**What is required:**
Every record shown here must be duplicated without change.

**Stored data:**

##########

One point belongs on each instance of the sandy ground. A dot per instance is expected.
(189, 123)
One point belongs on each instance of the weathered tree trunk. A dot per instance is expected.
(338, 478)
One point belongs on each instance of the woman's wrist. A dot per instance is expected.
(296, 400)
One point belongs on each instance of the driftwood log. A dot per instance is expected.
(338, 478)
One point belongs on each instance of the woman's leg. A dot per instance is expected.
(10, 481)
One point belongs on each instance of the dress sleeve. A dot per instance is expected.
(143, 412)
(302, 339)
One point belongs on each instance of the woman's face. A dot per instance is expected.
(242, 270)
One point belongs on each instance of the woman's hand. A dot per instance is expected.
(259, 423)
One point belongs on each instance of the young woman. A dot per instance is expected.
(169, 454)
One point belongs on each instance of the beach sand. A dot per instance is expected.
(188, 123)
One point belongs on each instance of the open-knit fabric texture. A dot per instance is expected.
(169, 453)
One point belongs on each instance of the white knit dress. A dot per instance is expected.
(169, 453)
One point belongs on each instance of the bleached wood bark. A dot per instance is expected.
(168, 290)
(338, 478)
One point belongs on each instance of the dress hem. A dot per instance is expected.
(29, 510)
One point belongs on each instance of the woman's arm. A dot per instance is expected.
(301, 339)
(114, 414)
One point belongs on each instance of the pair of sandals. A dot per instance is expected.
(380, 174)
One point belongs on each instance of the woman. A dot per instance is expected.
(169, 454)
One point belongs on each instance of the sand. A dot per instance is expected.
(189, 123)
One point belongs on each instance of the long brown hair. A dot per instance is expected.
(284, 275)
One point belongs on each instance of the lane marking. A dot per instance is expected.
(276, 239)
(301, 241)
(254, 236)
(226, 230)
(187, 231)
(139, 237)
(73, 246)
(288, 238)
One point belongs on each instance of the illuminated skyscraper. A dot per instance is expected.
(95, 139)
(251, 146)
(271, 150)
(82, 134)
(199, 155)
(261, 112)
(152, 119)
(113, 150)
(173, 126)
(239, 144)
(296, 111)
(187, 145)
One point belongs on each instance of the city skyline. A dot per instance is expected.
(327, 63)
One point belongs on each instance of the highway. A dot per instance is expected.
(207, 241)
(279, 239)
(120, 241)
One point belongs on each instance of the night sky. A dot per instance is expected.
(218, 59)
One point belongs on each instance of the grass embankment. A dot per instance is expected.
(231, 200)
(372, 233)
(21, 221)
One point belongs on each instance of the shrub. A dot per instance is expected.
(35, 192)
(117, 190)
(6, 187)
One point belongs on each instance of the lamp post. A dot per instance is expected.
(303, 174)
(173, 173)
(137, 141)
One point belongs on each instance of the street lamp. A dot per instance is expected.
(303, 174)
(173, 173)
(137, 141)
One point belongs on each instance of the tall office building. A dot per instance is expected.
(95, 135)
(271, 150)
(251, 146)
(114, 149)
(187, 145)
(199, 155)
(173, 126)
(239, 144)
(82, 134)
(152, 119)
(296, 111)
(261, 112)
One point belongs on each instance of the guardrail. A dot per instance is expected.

##########

**The answer:**
One point belongs on each instance of the sandy ground. A dot per instance is expected.
(189, 123)
One point belongs on each instance of the weathered tree trunk. A dot per instance is expected.
(338, 478)
One point belongs on each instance of the woman's wrist. A dot per instance is expected.
(296, 400)
One point belongs on each instance of the driftwood log. A dot per instance is expected.
(338, 478)
One point belongs on each instance of the woman's leg. A dot per instance is expected.
(10, 481)
One point belongs on each instance of the dress sleeve. A dot per instance is expected.
(143, 412)
(302, 339)
One point belongs on each instance of the woman's face. A dot per instance is expected.
(242, 270)
One point belongs on each instance of the woman's hand. A dot per instance is expected.
(259, 423)
One point belongs on each instance of the young woman. A dot per instance is expected.
(169, 454)
One point belongs on each instance of the beach sand. A dot per instance is expected.
(188, 123)
One point belongs on each instance of the open-knit fabric texture. A dot per instance is expected.
(169, 453)
One point belongs on each instance of the white knit dress. A dot per instance is expected.
(169, 453)
One point belongs on each instance of the bleached wood bark. A dot per instance is expected.
(168, 290)
(338, 478)
One point belongs on each instance of the dress hem. A dot per instance is expected.
(29, 510)
One point belongs on each instance of the woman's arm. A dot per instance is expected.
(301, 339)
(114, 414)
One point belongs on each instance of the pair of sandals. A dot per instance is expected.
(380, 174)
One point belongs on each instance of the woman. A dot per instance is expected.
(169, 454)
One point belongs on each instance of the sand. A dot per instance is expected.
(189, 123)
One point belongs on each instance of the long brown hair. A dot per instance is expected.
(284, 275)
One point belongs on each instance of the lane marking. A dot per instance is expected.
(276, 239)
(301, 241)
(254, 236)
(226, 230)
(187, 231)
(139, 237)
(73, 246)
(288, 238)
One point belongs on each instance of the illuminated skyscraper. A dot per instance is expected.
(95, 139)
(251, 146)
(271, 150)
(82, 134)
(199, 155)
(261, 112)
(152, 119)
(113, 150)
(173, 126)
(239, 144)
(296, 111)
(187, 145)
One point belongs on each instance of the city skyline. A dot per instance is expected.
(327, 63)
One point belongs on each instance of the highway. A dot per instance is expected.
(207, 241)
(279, 239)
(120, 241)
One point belongs on each instance of the night sky. A dot per instance is expected.
(218, 59)
One point belongs on each instance of the grass embankment. A dot per instance is expected.
(231, 200)
(372, 233)
(21, 221)
One point belongs on each instance of the shrub. A dot per instance is expected.
(35, 192)
(117, 190)
(6, 187)
One point belongs on each instance of the lamp post. A dot per instance is expected.
(303, 174)
(173, 173)
(137, 141)
One point belongs on each instance of the street lamp. A dot per instance is expected.
(303, 174)
(173, 173)
(137, 141)
One point belongs on each instance of the tall office building. A dot per instance is expected.
(95, 135)
(271, 150)
(251, 146)
(114, 149)
(187, 145)
(199, 155)
(173, 126)
(239, 144)
(82, 134)
(152, 119)
(296, 111)
(261, 112)
One point belongs on each instance of the guardrail. A dot per instance is expected.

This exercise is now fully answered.